═══ EXCERPTED PASSAGE ═══
Bluetooth Headset Hat



Introduction: Bluetooth Headset Hat

When I thought of this idea, I went to Amazon to see if I could find something similar and I did find a good bluetooth hat. For $40. I decided to make my own (because it is a lot of fun) and I also made it for free since I had all the materials. Even if you do have to purchase all the materials, it will still cost you under $20. (Not including tools!)

Step 1: Materials

For this project you will need:

A working bluetooth headset (The headset shell can be broken, you only need the components.) (This is the one I used: LINK)

A hat

A strip of cloth

Some thread

Electrical Tape or Heat Shrink Tubing

Copper Wire (With Insulation)


Soldering iron

Hot glue gun

A needle


Step 2: The Headset Strap

The headset I used was my brother's old one that he had given up on when the strap (the part that goes over your head) broke. If your strap is broken and you can remove it without cutting the wire, skip to the next step. If not, stay here. To break the strap of the headset, get some heavy duty scissors that can cut through plastic, and cut through the strap. You need to make sure that the wire that runs through the strap is cut.
═══ DATASET EXCERPTS ═══
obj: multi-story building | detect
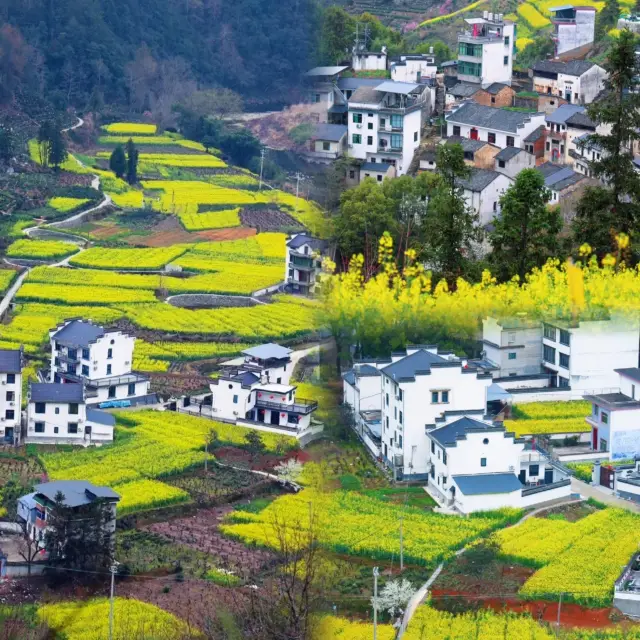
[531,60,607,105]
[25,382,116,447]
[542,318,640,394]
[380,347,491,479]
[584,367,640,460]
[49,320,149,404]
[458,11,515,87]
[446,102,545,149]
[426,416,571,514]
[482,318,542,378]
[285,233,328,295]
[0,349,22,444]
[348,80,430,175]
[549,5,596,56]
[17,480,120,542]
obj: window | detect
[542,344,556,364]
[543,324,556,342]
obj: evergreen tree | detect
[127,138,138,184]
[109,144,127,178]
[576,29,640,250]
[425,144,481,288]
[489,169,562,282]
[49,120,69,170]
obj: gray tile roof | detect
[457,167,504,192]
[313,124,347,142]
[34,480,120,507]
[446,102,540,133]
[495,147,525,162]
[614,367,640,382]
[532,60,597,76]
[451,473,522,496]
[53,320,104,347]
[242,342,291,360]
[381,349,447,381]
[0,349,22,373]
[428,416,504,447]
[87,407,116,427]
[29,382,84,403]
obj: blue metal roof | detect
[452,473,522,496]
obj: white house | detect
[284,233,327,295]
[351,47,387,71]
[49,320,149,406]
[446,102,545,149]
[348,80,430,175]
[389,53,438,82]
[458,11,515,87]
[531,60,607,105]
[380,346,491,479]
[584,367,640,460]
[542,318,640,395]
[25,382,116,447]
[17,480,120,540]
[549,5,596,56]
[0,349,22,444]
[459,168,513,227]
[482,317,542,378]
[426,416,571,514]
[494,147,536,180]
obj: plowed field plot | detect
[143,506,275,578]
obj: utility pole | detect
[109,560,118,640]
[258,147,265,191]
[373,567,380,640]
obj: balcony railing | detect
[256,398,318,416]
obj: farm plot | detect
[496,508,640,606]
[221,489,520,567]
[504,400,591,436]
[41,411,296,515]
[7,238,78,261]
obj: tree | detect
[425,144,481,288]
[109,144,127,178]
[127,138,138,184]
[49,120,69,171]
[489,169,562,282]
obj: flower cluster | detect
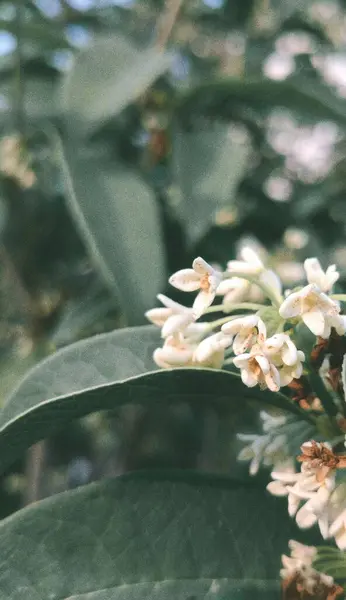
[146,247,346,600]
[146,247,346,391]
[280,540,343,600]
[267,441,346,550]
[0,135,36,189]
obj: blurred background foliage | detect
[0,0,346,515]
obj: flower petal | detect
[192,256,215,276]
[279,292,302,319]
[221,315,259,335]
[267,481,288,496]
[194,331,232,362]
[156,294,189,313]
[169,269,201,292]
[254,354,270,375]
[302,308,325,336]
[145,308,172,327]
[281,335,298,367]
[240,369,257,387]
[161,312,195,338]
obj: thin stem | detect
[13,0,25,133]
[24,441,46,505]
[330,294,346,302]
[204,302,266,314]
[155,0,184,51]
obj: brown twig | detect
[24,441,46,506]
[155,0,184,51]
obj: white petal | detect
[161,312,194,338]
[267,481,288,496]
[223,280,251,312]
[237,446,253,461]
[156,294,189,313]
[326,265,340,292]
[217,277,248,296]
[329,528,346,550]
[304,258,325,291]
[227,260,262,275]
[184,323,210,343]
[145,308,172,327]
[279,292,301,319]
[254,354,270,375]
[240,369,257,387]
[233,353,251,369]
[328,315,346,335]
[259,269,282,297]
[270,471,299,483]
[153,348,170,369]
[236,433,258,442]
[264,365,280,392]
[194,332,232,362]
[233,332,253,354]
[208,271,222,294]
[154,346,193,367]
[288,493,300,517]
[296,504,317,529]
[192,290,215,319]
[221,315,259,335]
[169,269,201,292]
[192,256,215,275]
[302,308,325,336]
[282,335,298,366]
═══
**WHAT YOU WILL DO**
1 > Could you set down, word for word, the stretch of the Bluetooth headset hat instructions above the data from "Copper Wire (With" through "strap is cut."?
2 > What is the Spanish for this sentence from the Bluetooth headset hat instructions above the data: "If your strap is broken and you can remove it without cutting the wire, skip to the next step."

**THE REPLIES**
1 >
Copper Wire (With Insulation)


Soldering iron

Hot glue gun

A needle


Step 2: The Headset Strap

The headset I used was my brother's old one that he had given up on when the strap (the part that goes over your head) broke. If your strap is broken and you can remove it without cutting the wire, skip to the next step. If not, stay here. To break the strap of the headset, get some heavy duty scissors that can cut through plastic, and cut through the strap. You need to make sure that the wire that runs through the strap is cut.

2 > Si tu banda está rota y puedes quitarla sin cortar el cable, pasa al siguiente paso.